───── ARTIKEL

Ein Monat seit dem Amoklauf: Studierende und Lehrende kommen in Prager Uni-Gebäude zusammen

Gebäude der Philosophischen Fakultät der Karlsuniversität

Am Sonntag ist genau ein Monat vergangen seit dem Amoklauf eines Studenten an der Philosophischen Fakultät der Prager Karlsuniversität. Nun kamen erstmals Studierende und Lehrende in dem Gebäude wieder zusammen – um zu trauern und sich an eine Rückkehr zu einem normalen akademischen Leben anzunähern.

──────────
───── DATENZEILEN

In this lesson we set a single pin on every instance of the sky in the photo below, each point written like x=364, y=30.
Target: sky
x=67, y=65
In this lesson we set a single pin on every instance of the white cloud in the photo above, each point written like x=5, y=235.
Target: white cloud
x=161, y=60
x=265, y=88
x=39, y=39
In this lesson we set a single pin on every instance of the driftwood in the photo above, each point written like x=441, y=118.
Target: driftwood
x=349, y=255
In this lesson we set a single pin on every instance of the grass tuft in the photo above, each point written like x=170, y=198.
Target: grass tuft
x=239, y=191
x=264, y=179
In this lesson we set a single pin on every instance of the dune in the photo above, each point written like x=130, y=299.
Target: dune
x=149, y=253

──────────
───── DATENZEILEN

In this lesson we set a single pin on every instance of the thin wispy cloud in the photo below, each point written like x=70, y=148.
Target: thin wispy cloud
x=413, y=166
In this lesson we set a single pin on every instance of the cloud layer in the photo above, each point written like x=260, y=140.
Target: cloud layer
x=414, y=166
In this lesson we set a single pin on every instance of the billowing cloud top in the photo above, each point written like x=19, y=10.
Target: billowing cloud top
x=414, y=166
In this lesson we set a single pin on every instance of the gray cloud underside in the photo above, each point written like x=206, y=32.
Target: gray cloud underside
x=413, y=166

──────────
───── DATENZEILEN

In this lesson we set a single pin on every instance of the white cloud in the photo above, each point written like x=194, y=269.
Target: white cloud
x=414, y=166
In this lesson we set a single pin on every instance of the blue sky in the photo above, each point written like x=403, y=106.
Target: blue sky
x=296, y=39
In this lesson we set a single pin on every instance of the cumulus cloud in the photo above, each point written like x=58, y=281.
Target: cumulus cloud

──────────

## ARBEITSAUFTRÄGE
- 1) Wie viel Zeit war laut dem Artikel über die Prager Karlsuniversität am Sonntag seit dem Amoklauf an der Philosophischen Fakultät vergangen?
- 2) Schreiben Sie die Fortsetzung des Artikels über das Treffen an der Prager Karlsuniversität im Anschluss an seinen letzten Satz.

## ANTWORTEN ZUR ÜBUNG
- 1) Genau ein Monat.

- 2)
Mehrere Hundert Studierende sind am Sonntag erstmals wieder in jenen Teil der Prager Karlsuniversität zurückgekehrt, in dem am 21. Dezember ein Amokläufer insgesamt 14 Menschen erschossen hat. Für einige Stunden wurde das Hauptgebäude der Philosophischen Fakultät geöffnet. Dabei sind weiterhin viele Studierende und Lehrende traumatisiert durch das, was sie mitmachen mussten, und durch den Verlust von Kommilitonen und Kollegen. Journalisten wurden am Sonntag nicht in das Innere des Gebäudes gelassen, aber Vertreter der Universität erläuterten vor dem Eingang den Sinn der Teilöffnung.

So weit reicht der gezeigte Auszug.